begin Records shown

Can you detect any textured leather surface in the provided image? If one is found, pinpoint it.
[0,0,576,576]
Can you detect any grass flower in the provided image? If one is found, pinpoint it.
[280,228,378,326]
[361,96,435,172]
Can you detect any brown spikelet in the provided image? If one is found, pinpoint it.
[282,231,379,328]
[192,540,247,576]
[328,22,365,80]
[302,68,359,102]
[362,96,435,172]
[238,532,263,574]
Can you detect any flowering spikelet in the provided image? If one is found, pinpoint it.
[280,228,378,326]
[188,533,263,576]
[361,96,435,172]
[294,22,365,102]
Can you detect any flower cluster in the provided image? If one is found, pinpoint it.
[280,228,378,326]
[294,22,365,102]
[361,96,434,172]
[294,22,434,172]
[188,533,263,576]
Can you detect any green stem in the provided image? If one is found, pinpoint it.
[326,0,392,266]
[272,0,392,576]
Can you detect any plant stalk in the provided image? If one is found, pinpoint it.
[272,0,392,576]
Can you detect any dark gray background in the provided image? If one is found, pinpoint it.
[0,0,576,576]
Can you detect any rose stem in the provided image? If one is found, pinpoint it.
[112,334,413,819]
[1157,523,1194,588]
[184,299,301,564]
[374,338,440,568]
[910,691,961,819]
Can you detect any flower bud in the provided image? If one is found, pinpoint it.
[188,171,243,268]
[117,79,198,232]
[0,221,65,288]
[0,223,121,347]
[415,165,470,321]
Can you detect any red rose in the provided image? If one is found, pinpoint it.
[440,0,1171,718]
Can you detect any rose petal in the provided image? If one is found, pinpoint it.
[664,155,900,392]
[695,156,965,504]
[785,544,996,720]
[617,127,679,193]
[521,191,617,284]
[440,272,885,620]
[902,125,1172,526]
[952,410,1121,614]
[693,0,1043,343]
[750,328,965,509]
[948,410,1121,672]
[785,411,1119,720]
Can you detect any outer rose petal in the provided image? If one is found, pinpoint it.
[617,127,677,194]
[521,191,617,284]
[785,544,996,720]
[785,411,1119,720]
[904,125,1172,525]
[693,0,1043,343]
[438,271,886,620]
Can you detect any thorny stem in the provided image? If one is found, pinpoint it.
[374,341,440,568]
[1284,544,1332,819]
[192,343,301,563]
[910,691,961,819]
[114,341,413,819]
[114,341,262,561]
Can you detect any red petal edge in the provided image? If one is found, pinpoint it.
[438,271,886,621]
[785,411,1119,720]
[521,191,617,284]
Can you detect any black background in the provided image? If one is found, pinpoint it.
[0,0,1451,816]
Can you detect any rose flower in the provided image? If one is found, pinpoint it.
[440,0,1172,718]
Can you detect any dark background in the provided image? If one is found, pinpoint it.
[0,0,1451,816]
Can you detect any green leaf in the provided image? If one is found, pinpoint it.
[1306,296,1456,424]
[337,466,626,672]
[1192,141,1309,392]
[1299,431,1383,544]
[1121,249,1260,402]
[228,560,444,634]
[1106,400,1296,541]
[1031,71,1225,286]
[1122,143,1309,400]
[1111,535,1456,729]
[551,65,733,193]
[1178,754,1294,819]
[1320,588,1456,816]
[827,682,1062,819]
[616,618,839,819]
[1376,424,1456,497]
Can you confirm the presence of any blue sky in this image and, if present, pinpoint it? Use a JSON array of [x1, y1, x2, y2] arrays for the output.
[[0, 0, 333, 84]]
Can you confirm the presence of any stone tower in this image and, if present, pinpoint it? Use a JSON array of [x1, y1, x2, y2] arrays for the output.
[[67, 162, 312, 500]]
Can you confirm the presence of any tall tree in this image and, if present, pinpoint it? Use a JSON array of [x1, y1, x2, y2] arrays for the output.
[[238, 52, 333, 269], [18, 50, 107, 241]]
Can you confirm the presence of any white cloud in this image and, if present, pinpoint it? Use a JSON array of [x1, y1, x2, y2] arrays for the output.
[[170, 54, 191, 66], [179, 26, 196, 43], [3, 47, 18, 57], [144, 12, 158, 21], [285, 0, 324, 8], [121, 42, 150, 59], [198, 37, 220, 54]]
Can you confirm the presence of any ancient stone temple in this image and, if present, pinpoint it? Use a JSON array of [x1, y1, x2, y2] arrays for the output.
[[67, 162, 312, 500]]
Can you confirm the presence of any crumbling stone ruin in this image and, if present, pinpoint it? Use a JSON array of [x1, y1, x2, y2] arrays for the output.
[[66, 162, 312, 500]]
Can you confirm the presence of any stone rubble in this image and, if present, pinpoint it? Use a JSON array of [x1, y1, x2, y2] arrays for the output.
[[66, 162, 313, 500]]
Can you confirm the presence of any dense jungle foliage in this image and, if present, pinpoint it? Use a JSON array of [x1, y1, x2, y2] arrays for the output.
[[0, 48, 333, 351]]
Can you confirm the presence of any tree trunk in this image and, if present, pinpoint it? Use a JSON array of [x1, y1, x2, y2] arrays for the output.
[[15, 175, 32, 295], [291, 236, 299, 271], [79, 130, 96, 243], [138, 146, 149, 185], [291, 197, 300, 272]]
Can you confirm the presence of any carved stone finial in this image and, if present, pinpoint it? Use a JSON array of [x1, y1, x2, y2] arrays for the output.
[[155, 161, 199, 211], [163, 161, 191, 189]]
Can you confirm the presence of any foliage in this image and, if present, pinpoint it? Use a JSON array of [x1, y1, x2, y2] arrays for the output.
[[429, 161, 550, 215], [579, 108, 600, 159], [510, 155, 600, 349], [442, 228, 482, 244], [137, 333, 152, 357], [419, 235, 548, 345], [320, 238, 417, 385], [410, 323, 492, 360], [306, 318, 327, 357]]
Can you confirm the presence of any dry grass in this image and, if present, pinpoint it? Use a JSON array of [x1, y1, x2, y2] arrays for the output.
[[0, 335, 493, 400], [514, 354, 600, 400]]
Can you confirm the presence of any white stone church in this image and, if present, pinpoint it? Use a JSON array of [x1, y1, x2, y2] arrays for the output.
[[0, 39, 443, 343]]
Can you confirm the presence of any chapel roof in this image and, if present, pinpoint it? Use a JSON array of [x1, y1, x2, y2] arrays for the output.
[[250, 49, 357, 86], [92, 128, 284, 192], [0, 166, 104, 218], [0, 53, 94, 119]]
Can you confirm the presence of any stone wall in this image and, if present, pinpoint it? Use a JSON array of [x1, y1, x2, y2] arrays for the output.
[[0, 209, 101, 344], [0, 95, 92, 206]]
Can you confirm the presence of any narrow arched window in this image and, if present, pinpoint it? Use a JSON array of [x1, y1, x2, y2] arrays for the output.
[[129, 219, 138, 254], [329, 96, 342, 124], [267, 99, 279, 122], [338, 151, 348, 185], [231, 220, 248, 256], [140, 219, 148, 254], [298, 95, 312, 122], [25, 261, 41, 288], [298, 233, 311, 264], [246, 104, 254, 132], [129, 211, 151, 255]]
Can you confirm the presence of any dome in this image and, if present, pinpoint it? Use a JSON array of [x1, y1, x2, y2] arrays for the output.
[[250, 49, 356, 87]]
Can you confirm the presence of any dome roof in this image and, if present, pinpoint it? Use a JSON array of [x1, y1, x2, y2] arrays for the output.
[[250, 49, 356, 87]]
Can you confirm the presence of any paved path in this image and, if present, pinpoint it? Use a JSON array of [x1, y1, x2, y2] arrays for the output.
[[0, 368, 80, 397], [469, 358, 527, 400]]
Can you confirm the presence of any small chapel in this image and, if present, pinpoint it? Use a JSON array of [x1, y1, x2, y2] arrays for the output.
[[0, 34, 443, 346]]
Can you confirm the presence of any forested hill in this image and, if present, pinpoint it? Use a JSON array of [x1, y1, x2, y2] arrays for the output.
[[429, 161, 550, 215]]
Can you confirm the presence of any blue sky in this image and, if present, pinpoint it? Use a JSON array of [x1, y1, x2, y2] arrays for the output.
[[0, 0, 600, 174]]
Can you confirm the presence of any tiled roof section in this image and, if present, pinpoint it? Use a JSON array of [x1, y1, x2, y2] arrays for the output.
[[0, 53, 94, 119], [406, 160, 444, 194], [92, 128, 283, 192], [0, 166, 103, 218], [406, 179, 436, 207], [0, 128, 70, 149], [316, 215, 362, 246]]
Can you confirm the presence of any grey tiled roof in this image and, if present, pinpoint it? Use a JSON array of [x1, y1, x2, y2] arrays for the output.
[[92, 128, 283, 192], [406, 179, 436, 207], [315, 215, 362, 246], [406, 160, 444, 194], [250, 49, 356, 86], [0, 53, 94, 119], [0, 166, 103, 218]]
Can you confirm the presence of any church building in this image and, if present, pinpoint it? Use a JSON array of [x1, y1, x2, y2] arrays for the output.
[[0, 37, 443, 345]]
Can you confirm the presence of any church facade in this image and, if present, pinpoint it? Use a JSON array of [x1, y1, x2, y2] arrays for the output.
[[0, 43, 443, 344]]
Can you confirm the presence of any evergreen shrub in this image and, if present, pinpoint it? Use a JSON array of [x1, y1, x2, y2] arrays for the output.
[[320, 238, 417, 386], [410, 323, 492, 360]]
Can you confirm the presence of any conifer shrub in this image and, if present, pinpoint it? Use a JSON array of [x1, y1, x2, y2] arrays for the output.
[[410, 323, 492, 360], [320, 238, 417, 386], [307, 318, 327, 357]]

end Records shown

> **Task statement**
Reproduce the rows from the line with "Can you confirm the presence of any foliage" to the line with "[306, 318, 327, 357]]", substituting "vegetation" for "foliage" and leaving everything else unchanged.

> **Expected answer**
Can you confirm the presence of any vegetation in this image and, if present, pinpoint it? Use a JSON array of [x1, y1, x2, y2] arrays for the output.
[[429, 161, 550, 215], [579, 108, 600, 159], [510, 155, 600, 349], [442, 228, 482, 244], [137, 333, 152, 357], [419, 235, 548, 345], [320, 238, 417, 385], [410, 323, 492, 360], [306, 318, 327, 357]]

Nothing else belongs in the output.